REQUIREMENT: The entries shown below are to be printed in full, unaltered.

--- STUDY MATERIAL Enclosed Below ---

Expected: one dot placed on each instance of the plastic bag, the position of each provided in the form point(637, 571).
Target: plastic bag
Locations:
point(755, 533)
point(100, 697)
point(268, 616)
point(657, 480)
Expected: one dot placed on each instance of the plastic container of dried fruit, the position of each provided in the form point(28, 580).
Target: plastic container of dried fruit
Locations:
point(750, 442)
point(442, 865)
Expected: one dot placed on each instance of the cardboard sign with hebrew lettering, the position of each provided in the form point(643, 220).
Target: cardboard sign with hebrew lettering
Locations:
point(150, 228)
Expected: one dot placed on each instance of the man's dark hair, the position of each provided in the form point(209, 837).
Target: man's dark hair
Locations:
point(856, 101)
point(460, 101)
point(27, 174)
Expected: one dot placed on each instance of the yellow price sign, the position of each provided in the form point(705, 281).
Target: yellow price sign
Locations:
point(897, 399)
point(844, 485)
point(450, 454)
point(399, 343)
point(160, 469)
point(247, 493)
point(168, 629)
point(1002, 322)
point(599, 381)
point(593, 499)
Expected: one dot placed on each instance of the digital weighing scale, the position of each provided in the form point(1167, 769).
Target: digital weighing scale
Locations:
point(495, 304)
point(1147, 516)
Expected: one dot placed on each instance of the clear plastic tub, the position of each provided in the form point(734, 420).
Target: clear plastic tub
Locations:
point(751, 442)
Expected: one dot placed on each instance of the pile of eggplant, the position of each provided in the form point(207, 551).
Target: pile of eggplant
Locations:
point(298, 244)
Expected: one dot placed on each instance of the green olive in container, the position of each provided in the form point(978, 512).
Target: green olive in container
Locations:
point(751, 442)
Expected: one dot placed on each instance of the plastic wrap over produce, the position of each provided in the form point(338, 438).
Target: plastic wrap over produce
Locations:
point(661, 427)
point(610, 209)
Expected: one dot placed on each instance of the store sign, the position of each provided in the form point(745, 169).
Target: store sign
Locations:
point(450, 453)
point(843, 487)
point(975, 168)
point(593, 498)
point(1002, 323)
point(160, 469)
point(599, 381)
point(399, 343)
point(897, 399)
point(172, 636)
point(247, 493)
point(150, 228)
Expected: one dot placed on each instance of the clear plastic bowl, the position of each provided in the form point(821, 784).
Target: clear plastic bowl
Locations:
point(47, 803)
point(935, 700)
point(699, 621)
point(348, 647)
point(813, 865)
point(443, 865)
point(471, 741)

--- End of Enclosed STUDY MATERIAL ---

OUTPUT FOR THIS TASK:
Expected: one dot placed on each instance of the plastic bag, the position of each provided in the form point(637, 571).
Target: plastic bag
Locations:
point(755, 533)
point(100, 697)
point(268, 616)
point(657, 480)
Expected: one dot placed on each instance of the plastic container of dried fruit, the position of each provided in the form point(28, 580).
Target: plastic container of dried fruit
Locations:
point(750, 442)
point(442, 865)
Expected: one dot placed on each instance of the cardboard sign with hebrew lettering, the position of each provided in the form point(643, 220).
Target: cardboard sign with hebrew lettering
Locations:
point(150, 228)
Expected: one dot placed on each instance of the man's dark hair, the position of each provided in the form point(209, 837).
Target: man's dark hair
Locations:
point(856, 101)
point(460, 101)
point(27, 174)
Expected: one dot placed on each instance of the yellow price sign, the position of each provided in the form point(705, 281).
Target: yellow price sign
Locations:
point(897, 399)
point(844, 485)
point(450, 454)
point(399, 343)
point(160, 469)
point(247, 493)
point(168, 629)
point(1002, 322)
point(599, 381)
point(593, 499)
Expected: one dot placed on each instance of the digital weighing scale, the position of each provided in the form point(1167, 769).
Target: digital weighing scale
Locations:
point(495, 304)
point(1147, 516)
Expected: one dot placed on each instance of the clear plastic tub, the position of each provided in the form point(734, 420).
Target: clear plastic tub
Locations:
point(751, 442)
Expected: one dot placed on each instance of the pile of eggplant, the position of each provided in the form point(207, 551).
Target: pile of eggplant
Locations:
point(298, 244)
Expected: one dot placed on each instance of the green olive in container, the position of each provided in the form point(978, 512).
Target: green olive in container
Locations:
point(751, 442)
Expected: one dot placed on each instance of the plastic wrap over produce, the position of each provided in the form point(338, 438).
Target: plastic wrap over produce
Locations:
point(661, 427)
point(610, 209)
Expected: one dot placed on each instance of the store sign, the position of each provided in the form point(745, 169).
Target: store sign
Locations:
point(450, 453)
point(843, 487)
point(975, 168)
point(593, 498)
point(1002, 323)
point(160, 469)
point(599, 381)
point(399, 343)
point(897, 399)
point(172, 636)
point(247, 493)
point(150, 228)
Expected: one dot placed on each instance of the clear plastic bowl, the position of each provided in the form point(821, 784).
Target: clear plastic bowl
Locations:
point(47, 803)
point(935, 700)
point(699, 621)
point(348, 647)
point(813, 865)
point(443, 865)
point(471, 741)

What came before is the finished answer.